---------- Excerpted records ----------

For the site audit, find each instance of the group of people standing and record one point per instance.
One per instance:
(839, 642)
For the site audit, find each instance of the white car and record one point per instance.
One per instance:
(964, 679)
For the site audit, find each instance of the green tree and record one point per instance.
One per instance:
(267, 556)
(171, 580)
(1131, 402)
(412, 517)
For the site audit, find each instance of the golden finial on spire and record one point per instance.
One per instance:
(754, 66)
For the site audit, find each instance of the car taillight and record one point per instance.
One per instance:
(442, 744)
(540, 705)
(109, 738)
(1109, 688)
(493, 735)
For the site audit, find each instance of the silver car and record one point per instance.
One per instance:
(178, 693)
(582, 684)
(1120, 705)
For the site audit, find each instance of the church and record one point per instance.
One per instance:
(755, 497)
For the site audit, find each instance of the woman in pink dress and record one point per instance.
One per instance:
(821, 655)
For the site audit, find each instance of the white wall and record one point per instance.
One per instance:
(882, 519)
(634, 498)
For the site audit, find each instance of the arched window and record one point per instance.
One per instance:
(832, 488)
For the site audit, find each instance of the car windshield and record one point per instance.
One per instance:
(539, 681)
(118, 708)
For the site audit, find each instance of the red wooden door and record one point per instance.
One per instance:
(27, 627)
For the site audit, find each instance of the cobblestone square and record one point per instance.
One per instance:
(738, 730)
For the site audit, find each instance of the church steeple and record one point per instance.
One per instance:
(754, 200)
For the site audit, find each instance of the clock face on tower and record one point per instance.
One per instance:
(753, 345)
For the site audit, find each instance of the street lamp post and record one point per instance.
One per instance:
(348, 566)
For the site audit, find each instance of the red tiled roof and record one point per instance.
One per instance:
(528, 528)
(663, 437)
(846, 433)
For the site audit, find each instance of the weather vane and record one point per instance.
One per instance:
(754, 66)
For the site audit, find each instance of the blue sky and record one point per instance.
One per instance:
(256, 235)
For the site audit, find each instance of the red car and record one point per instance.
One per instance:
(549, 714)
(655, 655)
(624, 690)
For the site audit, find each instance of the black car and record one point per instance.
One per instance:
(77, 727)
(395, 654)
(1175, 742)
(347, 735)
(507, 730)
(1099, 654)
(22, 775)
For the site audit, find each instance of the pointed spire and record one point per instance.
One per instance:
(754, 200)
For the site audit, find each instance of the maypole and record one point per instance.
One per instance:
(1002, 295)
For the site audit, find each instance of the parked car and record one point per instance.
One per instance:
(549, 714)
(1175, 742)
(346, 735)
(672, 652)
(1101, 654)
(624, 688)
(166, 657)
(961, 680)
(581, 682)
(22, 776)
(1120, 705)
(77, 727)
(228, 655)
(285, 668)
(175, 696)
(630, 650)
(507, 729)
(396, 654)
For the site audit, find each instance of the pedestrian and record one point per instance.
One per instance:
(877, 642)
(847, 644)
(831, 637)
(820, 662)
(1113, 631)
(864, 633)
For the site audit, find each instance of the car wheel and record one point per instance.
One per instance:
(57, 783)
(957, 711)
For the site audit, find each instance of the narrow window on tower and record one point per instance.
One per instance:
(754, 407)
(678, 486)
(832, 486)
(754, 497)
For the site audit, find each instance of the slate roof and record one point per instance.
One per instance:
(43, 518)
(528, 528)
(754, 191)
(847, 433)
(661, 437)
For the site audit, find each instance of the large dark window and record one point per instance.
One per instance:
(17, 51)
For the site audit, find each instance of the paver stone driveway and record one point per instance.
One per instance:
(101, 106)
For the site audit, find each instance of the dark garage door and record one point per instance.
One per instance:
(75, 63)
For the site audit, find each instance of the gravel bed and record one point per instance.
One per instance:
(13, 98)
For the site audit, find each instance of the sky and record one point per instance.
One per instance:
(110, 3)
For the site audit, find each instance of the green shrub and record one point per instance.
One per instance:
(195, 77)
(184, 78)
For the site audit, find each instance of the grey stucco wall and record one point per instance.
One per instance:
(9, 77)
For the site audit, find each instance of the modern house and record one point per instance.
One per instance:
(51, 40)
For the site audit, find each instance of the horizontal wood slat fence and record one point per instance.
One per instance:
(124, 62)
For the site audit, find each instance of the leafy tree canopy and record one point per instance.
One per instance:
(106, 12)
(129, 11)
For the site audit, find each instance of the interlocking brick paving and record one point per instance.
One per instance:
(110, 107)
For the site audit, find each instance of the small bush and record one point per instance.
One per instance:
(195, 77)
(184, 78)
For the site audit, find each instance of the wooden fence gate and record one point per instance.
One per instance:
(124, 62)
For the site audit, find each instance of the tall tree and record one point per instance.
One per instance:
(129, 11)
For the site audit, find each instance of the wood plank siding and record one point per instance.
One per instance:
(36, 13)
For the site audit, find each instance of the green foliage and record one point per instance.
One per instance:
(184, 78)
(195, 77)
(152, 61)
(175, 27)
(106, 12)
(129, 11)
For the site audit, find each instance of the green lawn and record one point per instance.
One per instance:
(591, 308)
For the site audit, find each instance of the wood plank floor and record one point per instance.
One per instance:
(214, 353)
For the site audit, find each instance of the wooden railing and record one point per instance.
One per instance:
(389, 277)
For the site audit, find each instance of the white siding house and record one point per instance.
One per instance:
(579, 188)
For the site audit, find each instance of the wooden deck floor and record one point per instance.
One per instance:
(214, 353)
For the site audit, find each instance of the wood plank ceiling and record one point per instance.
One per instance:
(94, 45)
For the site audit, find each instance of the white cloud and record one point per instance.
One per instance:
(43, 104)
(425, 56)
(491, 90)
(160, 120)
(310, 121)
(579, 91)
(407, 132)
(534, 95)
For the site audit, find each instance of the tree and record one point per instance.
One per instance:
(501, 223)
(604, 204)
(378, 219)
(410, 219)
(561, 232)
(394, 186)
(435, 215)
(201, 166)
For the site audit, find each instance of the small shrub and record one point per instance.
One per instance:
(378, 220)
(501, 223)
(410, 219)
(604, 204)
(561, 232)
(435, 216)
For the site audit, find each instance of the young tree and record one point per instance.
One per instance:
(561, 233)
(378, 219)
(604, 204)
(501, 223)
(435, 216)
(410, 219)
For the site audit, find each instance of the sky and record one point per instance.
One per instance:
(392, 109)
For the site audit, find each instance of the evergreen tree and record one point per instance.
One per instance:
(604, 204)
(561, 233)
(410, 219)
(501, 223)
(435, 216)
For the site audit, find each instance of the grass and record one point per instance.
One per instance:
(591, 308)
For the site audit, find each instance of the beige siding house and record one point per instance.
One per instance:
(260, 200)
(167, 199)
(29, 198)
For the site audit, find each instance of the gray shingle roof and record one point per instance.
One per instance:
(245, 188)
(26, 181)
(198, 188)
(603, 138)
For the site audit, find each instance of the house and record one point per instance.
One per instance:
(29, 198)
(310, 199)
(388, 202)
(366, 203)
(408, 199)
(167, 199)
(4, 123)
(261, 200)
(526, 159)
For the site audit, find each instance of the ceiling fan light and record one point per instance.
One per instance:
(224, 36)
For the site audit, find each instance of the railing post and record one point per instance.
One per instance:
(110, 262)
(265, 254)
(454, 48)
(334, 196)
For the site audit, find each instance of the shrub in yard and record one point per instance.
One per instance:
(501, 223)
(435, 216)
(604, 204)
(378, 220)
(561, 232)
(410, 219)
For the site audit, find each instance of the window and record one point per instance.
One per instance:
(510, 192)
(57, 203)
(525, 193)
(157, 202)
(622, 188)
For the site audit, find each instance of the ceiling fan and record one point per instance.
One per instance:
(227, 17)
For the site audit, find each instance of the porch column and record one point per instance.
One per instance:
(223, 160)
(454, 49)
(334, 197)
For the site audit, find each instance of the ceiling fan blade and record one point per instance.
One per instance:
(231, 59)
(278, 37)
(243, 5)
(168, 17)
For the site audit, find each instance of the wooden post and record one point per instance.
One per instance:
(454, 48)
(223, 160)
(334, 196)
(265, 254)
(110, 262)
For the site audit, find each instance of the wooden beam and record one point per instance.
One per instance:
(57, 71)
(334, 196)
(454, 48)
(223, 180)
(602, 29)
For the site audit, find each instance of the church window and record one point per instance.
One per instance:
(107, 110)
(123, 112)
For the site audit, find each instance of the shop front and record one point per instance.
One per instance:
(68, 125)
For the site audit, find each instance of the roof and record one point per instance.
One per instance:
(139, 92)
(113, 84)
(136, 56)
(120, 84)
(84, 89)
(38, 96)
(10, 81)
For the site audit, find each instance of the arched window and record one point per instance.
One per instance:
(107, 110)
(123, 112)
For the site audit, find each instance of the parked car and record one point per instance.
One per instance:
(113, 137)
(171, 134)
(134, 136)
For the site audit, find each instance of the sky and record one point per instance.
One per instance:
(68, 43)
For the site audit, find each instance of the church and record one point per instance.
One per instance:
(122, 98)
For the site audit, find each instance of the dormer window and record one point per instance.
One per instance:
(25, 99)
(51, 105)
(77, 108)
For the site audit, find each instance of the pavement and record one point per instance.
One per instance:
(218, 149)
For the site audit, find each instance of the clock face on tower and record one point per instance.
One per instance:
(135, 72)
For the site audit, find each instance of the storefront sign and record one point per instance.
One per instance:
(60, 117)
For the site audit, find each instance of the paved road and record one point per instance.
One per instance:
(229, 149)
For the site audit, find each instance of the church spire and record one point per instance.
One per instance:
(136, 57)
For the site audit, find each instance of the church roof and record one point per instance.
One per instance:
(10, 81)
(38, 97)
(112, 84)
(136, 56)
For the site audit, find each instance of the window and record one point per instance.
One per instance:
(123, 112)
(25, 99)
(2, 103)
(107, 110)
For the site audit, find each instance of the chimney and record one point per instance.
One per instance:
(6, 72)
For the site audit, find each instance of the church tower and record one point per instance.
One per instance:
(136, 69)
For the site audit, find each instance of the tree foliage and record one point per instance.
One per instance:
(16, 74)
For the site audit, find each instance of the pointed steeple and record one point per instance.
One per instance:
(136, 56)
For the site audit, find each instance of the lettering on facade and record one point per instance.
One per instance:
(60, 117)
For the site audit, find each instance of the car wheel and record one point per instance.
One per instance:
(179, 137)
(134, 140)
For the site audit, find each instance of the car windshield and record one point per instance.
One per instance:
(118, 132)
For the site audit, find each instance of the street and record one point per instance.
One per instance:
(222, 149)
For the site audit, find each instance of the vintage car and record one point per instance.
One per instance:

----------

Exercise
In the entries above, identify each line that includes the string "wooden", then copy it.

Result of this task
For the site audit, find each instance of the red wooden door and record one point per instance.
For the site audit, find each instance of the wooden fence gate and record one point per instance.
For the site audit, find each instance of the wooden railing and record one point per instance.
For the site audit, find each instance of the wooden deck floor and record one point per instance.
For the site audit, find each instance of the wooden post and record one point per instance.
For the site audit, find each instance of the wooden beam and record one point per instance.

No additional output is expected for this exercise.